** START OF The records **

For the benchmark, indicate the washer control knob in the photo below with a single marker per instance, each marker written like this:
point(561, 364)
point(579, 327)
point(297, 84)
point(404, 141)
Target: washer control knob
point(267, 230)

** END OF The records **

Exercise goal |
Output every line of the listing above, unchanged and in the same order.

Reply to the task |
For the benchmark, indicate the washer control knob in the photo below with a single marker per instance, each marker written like this:
point(561, 364)
point(579, 327)
point(297, 84)
point(404, 141)
Target: washer control knob
point(267, 230)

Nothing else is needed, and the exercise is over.